◆ **Text excerpt**
The Shift To Collaborative Analytics – Forbes

For much of their fifty-year lifespan, analytics were “artisanal”—hand-crafted, slow, and expensive to create. The goal was typically to create a report or dashboard using descriptive statistics, although there were occasionally some predictive regression models too. But there was another attribute of artisanal analytics that I have seldom mentioned until now: they were individually-oriented. Like an individual artist or craftsperson, the analytical artisan created analytics for him or herself, perhaps facilitated by a support person. At most a more senior decision-maker might see the results of the analysis—after all, this was the “decision support” period.

But now we are in a new era in which data, analytics, and AI are increasingly considered key organizational assets. They are typically created by teams for teams, and the many producing teams might serve consumer teams that are colleagues, senior executives, customers, suppliers, or an entire ecosystem. Today, for an analytics artisan to create an analytical program for him or herself is considered a waste of value and time. And the highly centralized approach, in which a corporate business intelligence group prepares data, dashboards, and analytics for thousands of users, can be even slower and more expensive.

◆ **Stored records**
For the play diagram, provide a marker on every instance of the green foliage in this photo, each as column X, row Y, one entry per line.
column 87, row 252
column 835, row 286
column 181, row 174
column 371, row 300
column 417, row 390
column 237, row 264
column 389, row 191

◆ **To do**
A) In the passage on the shift to collaborative analytics, what name is given to the period when a more senior decision-maker might at most see the results of an analysis?
B) Write the next part of the passage on the shift to collaborative analytics, picking up after its final sentence.

◆ **Per-task answers**
A) The "decision support" period.

B)
This shift to “collaborative analytics” has implications for the tools we use, the processes we employ to create and distribute analytics, and the way we organize analytical talent. We need to make it easy to share analytical initiatives and insights throughout, and even outside, our organizations. This trend hasn’t been discussed much, so I thought I should talk with some leading analytics companies in order to explore it. Aginity, a software company whose offerings (particularly a set of SQL collaboration products) support collaborative analytics, suggested a couple of likely suspects (the company sponsors some of our work at the ROAI Institute). I already knew the Chief Analytics Officer of a large health insurance company who was focused on this issue—more on him and the company later—but I had not heard of Nick Marr or the company he cofounded, Clear Box Retail.

Collaborative Analytics at Clear Box Retail

Clear Box Retail, a company that mostly operates in the U.K. and Canada—but is moving into the U.S.—was founded on the idea of sharing data and analytics across company boundaries, and doing so rapidly. You are probably familiar with the idea that there are companies like Nielsen and IRI that gather scanner data from supermarkets, organize it into who sold what when, and eventually share it with consumer packaged goods (CPG) companies that sell through that channel. It works fine for comparing firms’ market shares long-term, but it takes a long time—sometimes weeks—for the data and analyses to make its way back to the manufacturers. And while it’s good to know your market share, the manufacturers often aren’t sure what to do about it.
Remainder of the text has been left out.